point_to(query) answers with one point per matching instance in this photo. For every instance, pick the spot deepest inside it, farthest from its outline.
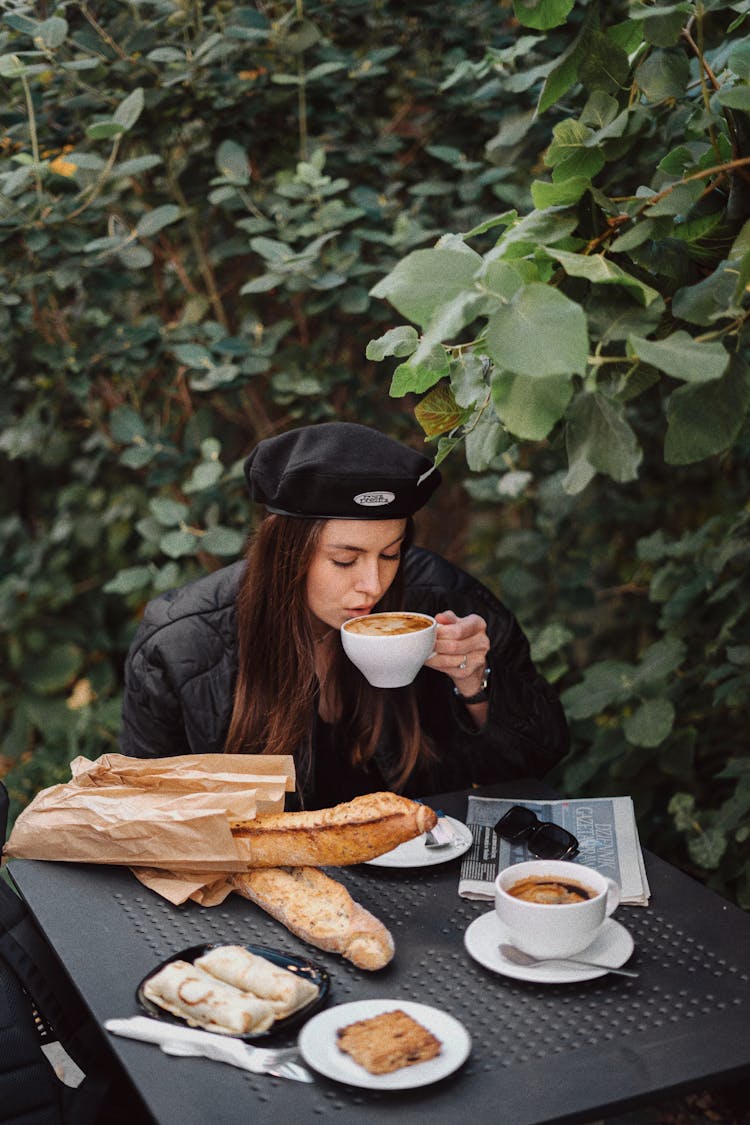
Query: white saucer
(416, 854)
(318, 1047)
(612, 947)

━━━━━━━━

Task statement: Could you write out these lines again with "saucer" switched to "dish" and nothing else changed, leaving the picture out?

Response for this exercise:
point_to(query) answers with one point per matching instance in this photo. For every instance, pick the spot deepest inside it, farthest from its outline.
Query: white dish
(416, 854)
(318, 1047)
(612, 947)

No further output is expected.